§ **BEREITGESTELLTE DATEN**
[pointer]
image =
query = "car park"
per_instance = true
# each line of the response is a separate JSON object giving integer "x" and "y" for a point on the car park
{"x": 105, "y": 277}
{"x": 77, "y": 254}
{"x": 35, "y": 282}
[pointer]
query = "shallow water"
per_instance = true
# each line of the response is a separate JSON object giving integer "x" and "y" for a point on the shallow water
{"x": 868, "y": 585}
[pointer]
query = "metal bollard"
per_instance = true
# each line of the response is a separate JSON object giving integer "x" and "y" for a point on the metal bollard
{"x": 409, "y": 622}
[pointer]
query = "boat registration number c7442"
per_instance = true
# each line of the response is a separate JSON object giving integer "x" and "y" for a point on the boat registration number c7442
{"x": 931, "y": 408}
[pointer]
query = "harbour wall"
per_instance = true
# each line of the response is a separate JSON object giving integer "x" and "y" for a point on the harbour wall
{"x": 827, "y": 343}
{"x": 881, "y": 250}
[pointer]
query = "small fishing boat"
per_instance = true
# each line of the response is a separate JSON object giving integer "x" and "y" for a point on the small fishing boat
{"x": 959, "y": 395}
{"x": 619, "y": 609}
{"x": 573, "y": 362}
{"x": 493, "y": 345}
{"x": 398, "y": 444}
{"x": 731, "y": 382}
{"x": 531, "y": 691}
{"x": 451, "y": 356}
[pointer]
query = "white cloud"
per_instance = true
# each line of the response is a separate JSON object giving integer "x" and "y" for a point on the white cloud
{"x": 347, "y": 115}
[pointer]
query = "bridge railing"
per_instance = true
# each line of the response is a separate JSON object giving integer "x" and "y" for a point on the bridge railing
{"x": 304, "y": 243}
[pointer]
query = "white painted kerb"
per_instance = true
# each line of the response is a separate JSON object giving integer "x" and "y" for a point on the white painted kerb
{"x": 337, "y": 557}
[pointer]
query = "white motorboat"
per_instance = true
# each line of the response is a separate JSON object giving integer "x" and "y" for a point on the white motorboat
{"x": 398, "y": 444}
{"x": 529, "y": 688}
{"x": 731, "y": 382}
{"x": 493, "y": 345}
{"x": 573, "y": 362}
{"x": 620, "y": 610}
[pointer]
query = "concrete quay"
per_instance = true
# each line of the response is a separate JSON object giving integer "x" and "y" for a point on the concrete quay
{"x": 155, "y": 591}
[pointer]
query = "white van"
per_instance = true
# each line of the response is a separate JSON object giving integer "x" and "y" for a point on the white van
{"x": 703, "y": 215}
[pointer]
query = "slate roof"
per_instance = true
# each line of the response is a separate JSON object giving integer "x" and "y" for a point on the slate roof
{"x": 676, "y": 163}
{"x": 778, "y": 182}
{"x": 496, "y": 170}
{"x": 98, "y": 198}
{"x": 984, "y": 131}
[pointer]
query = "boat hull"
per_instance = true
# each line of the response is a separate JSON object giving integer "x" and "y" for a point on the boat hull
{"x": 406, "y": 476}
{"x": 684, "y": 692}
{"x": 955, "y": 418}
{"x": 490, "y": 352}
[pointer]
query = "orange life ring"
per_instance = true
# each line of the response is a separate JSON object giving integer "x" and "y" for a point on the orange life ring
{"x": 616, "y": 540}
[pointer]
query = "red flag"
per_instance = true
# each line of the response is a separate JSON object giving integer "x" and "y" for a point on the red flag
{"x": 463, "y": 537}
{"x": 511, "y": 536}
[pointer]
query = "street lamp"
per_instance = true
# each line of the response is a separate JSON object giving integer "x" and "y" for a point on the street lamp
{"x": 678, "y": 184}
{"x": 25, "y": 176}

§ **ZIEL**
Wähle aus den Datensätzen oben jede Zeile aus, in der das Wort „cloud“ vorkommt.

§ **ERGEBNIS DER ÜBUNG**
query = "white cloud"
# each line of the response is a separate JSON object giving integer "x" and "y" for a point on the white cloud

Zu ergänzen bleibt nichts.